- **WRITTEN PROBLEM**
Render the entries, from the first line through the line containing "M236 111L234 112L236", as a JSON list of strings, one per line, with blank lines omitted.

--*--

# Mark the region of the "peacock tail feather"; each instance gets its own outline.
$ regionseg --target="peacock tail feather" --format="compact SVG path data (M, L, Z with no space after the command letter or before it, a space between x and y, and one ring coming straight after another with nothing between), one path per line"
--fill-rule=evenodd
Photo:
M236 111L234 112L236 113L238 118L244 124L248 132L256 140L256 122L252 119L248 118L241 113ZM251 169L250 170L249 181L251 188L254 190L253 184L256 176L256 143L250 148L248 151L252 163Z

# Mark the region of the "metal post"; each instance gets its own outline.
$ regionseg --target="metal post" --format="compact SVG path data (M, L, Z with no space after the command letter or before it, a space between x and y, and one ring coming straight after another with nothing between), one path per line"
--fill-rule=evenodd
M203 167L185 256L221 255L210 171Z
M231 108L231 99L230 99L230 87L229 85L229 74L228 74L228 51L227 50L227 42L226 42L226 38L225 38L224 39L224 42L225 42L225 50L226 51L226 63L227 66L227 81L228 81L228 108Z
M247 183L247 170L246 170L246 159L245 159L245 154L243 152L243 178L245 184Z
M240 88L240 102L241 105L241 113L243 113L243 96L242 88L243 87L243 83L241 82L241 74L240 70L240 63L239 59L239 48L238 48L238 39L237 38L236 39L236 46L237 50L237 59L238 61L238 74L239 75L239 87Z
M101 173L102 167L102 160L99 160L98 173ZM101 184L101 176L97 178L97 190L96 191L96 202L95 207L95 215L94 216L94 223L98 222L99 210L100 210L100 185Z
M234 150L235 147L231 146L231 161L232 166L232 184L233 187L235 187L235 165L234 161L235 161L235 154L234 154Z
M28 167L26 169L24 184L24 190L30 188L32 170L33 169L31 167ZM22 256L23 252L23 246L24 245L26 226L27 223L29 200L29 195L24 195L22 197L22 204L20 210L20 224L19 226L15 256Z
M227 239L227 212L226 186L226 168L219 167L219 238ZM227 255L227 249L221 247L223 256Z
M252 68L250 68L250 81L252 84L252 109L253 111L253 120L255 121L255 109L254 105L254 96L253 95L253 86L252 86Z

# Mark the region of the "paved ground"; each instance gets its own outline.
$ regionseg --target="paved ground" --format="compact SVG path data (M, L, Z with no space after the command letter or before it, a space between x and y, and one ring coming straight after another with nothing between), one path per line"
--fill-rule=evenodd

--*--

- **EXERCISE RESPONSE**
[
  "# Mark the region of the \"peacock tail feather\"; each instance gets its own outline.",
  "$ regionseg --target=\"peacock tail feather\" --format=\"compact SVG path data (M, L, Z with no space after the command letter or before it, a space between x and y, and one ring coming straight after another with nothing between), one path per line\"",
  "--fill-rule=evenodd",
  "Photo:",
  "M236 111L234 112L236 113L238 118L244 124L248 132L256 140L256 122L252 119L248 118L241 113ZM251 169L250 170L249 181L251 188L254 190L253 184L256 176L256 143L250 148L248 151L252 163Z"
]